And that means committing yourself to another human being for the rest of your life: for better or for worse, for richer or for poorer, in sickness and in health.
A complete giving of yourself.
It's hard to imagine what that really means.
Marriage is an enormous thing to contemplate.
Never again in your life will you have to make such a huge decision.
Yet people spend more time choosing dresses and venues and cakes than truly contemplating the journey they are about to embark on when they say the words: " I do."
It's something Ninesh and I were thinking about slightly nervously on the drunken night before we got married.
We were in a bar in New York.
The Kettle of Fish, New York |
Our witness, the only person who knew about our plan, is gay and so it was a gay bar
( always the best bars in New York).
Mostly it was full of gay men.
" What are you doing?" they asked Ninesh,crowding around him supportively.
" Celebrating," explained Ninesh, " we're getting married tomorrow."
" That's what we mean," chorused his audience, " what are you doing? Why are you marrying a woman?"
" I tried it once," said one of them, catching hold of his boyfriend's hand, " biggest mistake i ever made. Don't do it"
Have you really thought this through?" asked another.
" Have another shot, why don't you," they said, calling the waiter over, " it might help you change your mind, see things more clearly."
But many shots later, as we made our way back to my friend's loft apartment at 5 o'clock in the morning, Ninesh could see nothing clearly but remained adamant that he not only wanted to marry, but was sure he wanted it to be to a woman.
So we woke up on our wedding-day, blurry-eyed, muddle-headed but determined.
Outside the sky was painfully blue.
Ninesh pulled his sleeping bag over his head.
" Somebody turn off the sun," he moaned " what's for breakfast?"
" Lunch, you mean," said our friend climbing down the ladder from his loft bed, " it's 2 o'clock."
" Nesh," I shouted, struggling to sit up and hold my head at the same time, " we've missed our wedding. We were meant to get married at 10 ."
From under the covers Ninesh groaned again.
" It's ok," said my friend, handing me a calming cup of coffee, " I phoned City Hall, they said if you are there before 3.30 you should still be ok to get married. They don't close 'til 4. We can make it if we leave in the next 10 minutes."
Which is how come our wedding day found us hungover and gasping for breath, racing through Manhatten, me barefooted so that I could run faster, diving on and off tubes and trains, arriving just in time to get married before the office closed for the day.
City Hall, New York |
And all I can remember thinking as I sat on the train watching the Manhatten skyline speeding by, is how lucky I was not to be wearing a beautiful, priceless dress.
Because the one thing you don't practice in any of the wedding shops, is running for the subway in your wedding dress.
Neither Ninesh nor I remember the date we got married but it doesn't really matter.
It was a long time ago and we are still together.
But the journey hasn't always been easy.
Like every couple, we have had our ups and downs.
There have been times when we have had to work hard at being together, work hard at being there for each other.
Understanding someone else is never easy, even when you love them.
Marriage is about compromise, about accepting each other for who you are and not trying to change each other into someone you are not.
But in the end the effort has always, always been worth it.
Marriage is our prize that's worth fighting for.
Of course my friend found her perfect dress.
She stepped through the curtains and took my breath away.
She looked stunningly beautiful.
" It's like a red-carpet dress," she smiled.
And she was right.
And I know, on her wedding day everyone will cry because she will look so beautiful and her future husband will feel like the luckiest man in the world.
But a wedding lasts just one day ( or sometimes just a few minutes! ).
A marriage is for the rest of your life.

DATA SECTION:
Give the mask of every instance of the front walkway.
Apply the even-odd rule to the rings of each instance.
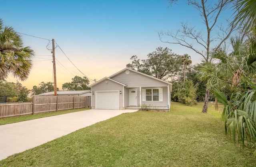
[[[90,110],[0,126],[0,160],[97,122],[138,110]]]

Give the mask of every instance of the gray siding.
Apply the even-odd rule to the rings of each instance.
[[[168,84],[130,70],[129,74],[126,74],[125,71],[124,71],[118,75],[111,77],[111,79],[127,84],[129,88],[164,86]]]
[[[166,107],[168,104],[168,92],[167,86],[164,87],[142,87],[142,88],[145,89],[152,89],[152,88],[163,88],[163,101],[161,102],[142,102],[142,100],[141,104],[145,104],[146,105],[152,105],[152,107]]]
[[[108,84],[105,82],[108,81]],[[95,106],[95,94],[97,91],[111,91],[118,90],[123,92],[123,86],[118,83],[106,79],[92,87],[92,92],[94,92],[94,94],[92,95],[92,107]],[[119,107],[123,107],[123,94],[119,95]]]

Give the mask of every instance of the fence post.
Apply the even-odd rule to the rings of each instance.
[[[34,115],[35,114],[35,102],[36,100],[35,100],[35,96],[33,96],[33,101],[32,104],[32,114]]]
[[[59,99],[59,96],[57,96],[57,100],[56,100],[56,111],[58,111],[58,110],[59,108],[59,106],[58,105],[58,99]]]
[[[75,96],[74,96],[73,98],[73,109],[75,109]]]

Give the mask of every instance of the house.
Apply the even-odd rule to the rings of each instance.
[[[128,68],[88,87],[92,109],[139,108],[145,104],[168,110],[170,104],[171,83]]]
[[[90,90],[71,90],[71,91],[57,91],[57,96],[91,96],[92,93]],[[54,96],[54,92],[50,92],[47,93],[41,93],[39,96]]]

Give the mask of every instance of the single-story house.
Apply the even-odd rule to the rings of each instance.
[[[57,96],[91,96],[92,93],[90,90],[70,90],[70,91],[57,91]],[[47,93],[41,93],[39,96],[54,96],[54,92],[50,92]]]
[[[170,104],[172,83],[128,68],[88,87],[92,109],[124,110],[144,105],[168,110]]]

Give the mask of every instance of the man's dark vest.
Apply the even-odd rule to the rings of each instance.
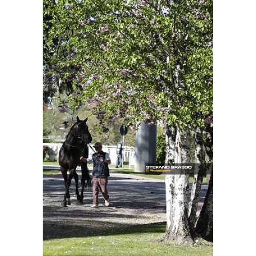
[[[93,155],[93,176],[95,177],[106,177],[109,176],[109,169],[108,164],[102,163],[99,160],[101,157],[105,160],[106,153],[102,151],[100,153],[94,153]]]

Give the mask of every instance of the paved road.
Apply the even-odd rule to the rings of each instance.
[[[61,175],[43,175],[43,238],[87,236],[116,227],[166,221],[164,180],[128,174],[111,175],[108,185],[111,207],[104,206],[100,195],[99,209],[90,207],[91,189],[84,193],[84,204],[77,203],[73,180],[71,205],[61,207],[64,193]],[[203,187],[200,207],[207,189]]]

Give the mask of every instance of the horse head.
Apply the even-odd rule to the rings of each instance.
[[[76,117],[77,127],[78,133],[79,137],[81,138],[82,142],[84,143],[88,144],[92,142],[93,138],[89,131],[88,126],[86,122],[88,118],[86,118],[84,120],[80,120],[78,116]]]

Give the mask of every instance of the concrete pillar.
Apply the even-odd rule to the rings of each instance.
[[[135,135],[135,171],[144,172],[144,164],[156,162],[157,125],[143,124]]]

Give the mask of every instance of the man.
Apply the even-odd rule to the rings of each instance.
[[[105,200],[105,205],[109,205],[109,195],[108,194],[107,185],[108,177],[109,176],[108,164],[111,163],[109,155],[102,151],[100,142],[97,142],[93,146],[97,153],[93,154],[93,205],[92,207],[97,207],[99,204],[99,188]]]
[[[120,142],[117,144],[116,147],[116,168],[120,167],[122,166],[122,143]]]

WHAT YOU SHOULD DO: Translate this sentence from the piece on marriage into Spanish: "Understanding someone else is never easy, even when you love them."

WRITTEN RESPONSE: Entender a otra persona nunca es fácil, incluso cuando la amas.